● What you should do: Copy out every line from the one holding "query: the noun phrase to segment: stone block" through the one holding "[[[93,119],[87,119],[83,122],[83,129],[87,129],[93,126]]]", inclusive, shifting each outline coordinate up by 128 and leaving all other text unchanged.

======== Exercise data ========

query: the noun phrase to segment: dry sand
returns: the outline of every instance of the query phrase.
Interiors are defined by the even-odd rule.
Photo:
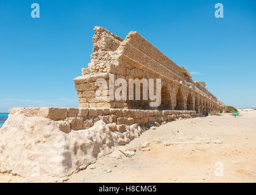
[[[151,127],[66,182],[255,182],[256,111],[240,114],[236,118],[224,114]],[[142,151],[146,141],[150,151]],[[136,152],[129,158],[118,149]],[[0,174],[0,182],[6,182],[26,180]]]

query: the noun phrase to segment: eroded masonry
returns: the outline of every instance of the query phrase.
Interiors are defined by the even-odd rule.
[[[0,172],[56,181],[86,168],[153,126],[219,110],[216,98],[137,32],[122,40],[104,28],[94,30],[91,62],[74,79],[79,108],[10,109],[0,128]],[[112,76],[115,80],[160,79],[159,106],[151,107],[150,101],[142,98],[96,98],[98,79],[108,82],[106,96],[119,87],[109,85]]]
[[[130,32],[122,40],[103,27],[96,27],[94,30],[91,62],[88,68],[82,69],[82,76],[74,79],[80,108],[195,110],[202,115],[219,110],[214,96],[200,83],[186,77],[179,66],[138,32]],[[96,98],[99,87],[95,82],[98,79],[107,80],[105,90],[108,96],[119,87],[113,83],[110,85],[110,74],[114,76],[113,80],[122,78],[127,83],[129,79],[160,79],[160,105],[151,107],[150,100],[143,99],[142,83],[140,100],[103,101]]]

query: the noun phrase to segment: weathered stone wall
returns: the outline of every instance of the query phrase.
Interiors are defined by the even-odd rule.
[[[197,116],[195,111],[158,110],[119,108],[13,108],[10,113],[26,117],[42,117],[55,121],[65,133],[71,130],[87,129],[102,120],[111,131],[124,132],[134,124],[144,126],[148,123],[161,124],[180,118]]]
[[[74,79],[79,107],[189,110],[204,115],[219,110],[214,96],[200,83],[185,78],[177,65],[137,32],[130,32],[122,40],[103,27],[96,27],[94,30],[91,63],[88,68],[82,69],[82,76]],[[129,79],[161,79],[161,105],[150,107],[149,100],[142,100],[142,93],[140,101],[97,99],[95,81],[107,79],[108,87],[110,73],[114,74],[114,80],[123,78],[127,83]],[[118,87],[106,88],[107,95]]]
[[[195,111],[14,108],[0,128],[0,172],[55,181],[84,169],[148,127]]]

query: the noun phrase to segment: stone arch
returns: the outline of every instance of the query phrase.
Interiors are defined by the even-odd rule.
[[[176,110],[184,110],[185,109],[183,94],[181,90],[181,88],[178,90],[176,94]]]
[[[158,109],[171,110],[171,96],[165,86],[163,86],[161,89],[161,104]]]
[[[126,80],[127,83],[127,107],[129,109],[150,109],[151,108],[149,106],[150,101],[148,98],[148,99],[146,100],[143,100],[143,84],[142,83],[140,83],[140,100],[135,99],[135,83],[134,83],[134,99],[129,99],[129,79],[138,79],[140,81],[142,79],[148,79],[146,75],[143,75],[143,71],[137,68],[134,68],[130,69],[129,73],[126,77]],[[155,93],[156,94],[156,93]]]
[[[193,99],[191,96],[191,93],[189,93],[187,98],[187,110],[194,110],[193,108]]]

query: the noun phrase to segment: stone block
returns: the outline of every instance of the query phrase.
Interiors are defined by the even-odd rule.
[[[77,117],[78,113],[78,108],[67,108],[67,117]]]
[[[118,124],[127,124],[128,119],[126,117],[119,117],[117,118]]]
[[[89,108],[78,108],[77,116],[86,118],[88,116]]]
[[[93,119],[87,119],[83,122],[83,129],[87,129],[93,126]]]
[[[115,131],[118,130],[118,127],[115,122],[109,123],[107,124],[111,131]]]
[[[127,124],[129,126],[130,126],[134,123],[134,119],[133,118],[128,118]]]
[[[117,125],[118,130],[119,132],[123,133],[126,131],[126,126],[125,124]]]
[[[73,130],[83,129],[83,121],[80,118],[69,118],[70,127]]]
[[[65,108],[49,108],[46,118],[53,120],[64,119],[67,117],[67,109]]]

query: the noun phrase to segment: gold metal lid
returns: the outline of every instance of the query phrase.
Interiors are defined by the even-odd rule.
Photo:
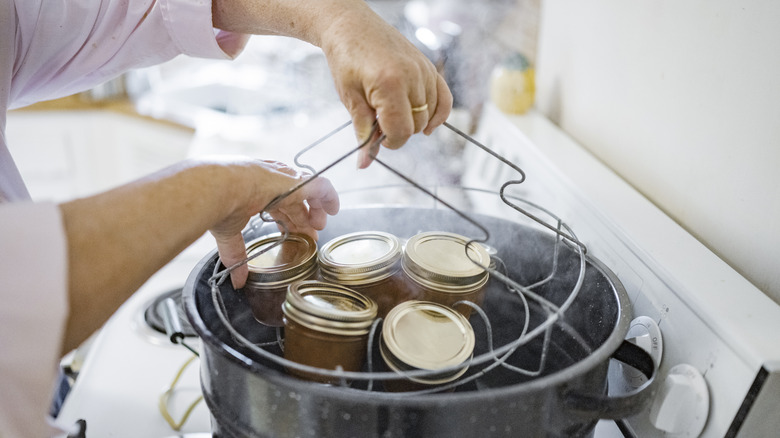
[[[247,244],[249,257],[279,242],[281,233],[260,237]],[[273,288],[310,274],[317,267],[317,242],[305,234],[289,234],[265,253],[249,260],[249,281]]]
[[[377,307],[374,300],[346,286],[307,280],[288,287],[282,312],[314,330],[357,335],[368,333]]]
[[[490,265],[490,254],[474,242],[468,246],[467,255],[470,240],[443,231],[414,235],[406,242],[403,269],[409,277],[433,289],[457,293],[481,287],[488,273],[480,265]]]
[[[473,356],[474,330],[463,315],[447,306],[405,301],[394,307],[382,324],[380,352],[396,371],[452,367]],[[468,365],[436,378],[454,380],[467,368]],[[430,379],[420,380],[434,383]]]
[[[360,285],[383,280],[400,269],[401,242],[390,233],[360,231],[330,240],[317,257],[326,279]]]

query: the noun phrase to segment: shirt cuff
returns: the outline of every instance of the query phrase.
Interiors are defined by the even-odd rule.
[[[214,29],[209,0],[162,0],[163,19],[174,43],[185,55],[233,59],[249,35]]]
[[[68,315],[61,214],[54,203],[5,203],[0,223],[0,434],[48,436]]]

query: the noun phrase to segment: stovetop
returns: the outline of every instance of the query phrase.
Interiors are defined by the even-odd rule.
[[[661,350],[662,345],[658,351],[662,396],[647,412],[629,419],[638,436],[696,436],[664,434],[653,425],[682,427],[685,421],[675,418],[674,411],[703,416],[701,436],[706,437],[771,436],[772,428],[780,427],[780,419],[767,414],[780,403],[780,343],[771,335],[780,332],[777,305],[546,119],[534,114],[507,118],[488,107],[480,139],[527,171],[528,181],[517,189],[518,196],[563,217],[591,254],[618,275],[631,297],[634,316],[643,318],[636,329],[659,328],[658,339],[648,348]],[[487,181],[496,189],[496,182],[500,185],[507,178],[484,159],[467,155],[467,160],[464,186]],[[489,211],[490,206],[484,208]],[[210,433],[209,412],[202,402],[180,432],[161,415],[160,395],[192,353],[152,329],[144,313],[155,300],[181,288],[212,249],[209,236],[196,242],[106,323],[91,342],[59,423],[67,426],[84,418],[87,436],[95,437]],[[703,391],[706,403],[690,398],[695,384],[689,376],[703,382],[703,390],[693,394]],[[619,367],[611,367],[610,385],[615,390],[632,387]],[[196,360],[184,369],[168,399],[171,416],[181,418],[199,394]],[[623,436],[610,421],[600,422],[594,435]]]

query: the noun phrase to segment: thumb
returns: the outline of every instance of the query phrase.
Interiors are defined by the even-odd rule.
[[[217,241],[219,258],[222,260],[222,264],[225,265],[225,268],[229,268],[246,259],[246,244],[244,243],[244,237],[241,233],[231,236],[214,234],[214,238]],[[230,273],[230,282],[233,284],[233,288],[241,289],[244,287],[248,276],[249,267],[246,263],[236,267],[236,269]]]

========

● Task result:
query: the noun phrase to segment: stone block
returns: the outline of every instance of the query phrase.
Interiors are defined by the even-odd rule.
[[[205,245],[206,241],[206,236],[195,236],[195,245]]]
[[[246,252],[255,252],[256,247],[254,245],[247,245],[245,246]]]
[[[217,236],[206,236],[205,244],[214,246],[216,244]]]
[[[221,247],[215,247],[211,250],[211,257],[215,257],[221,254]]]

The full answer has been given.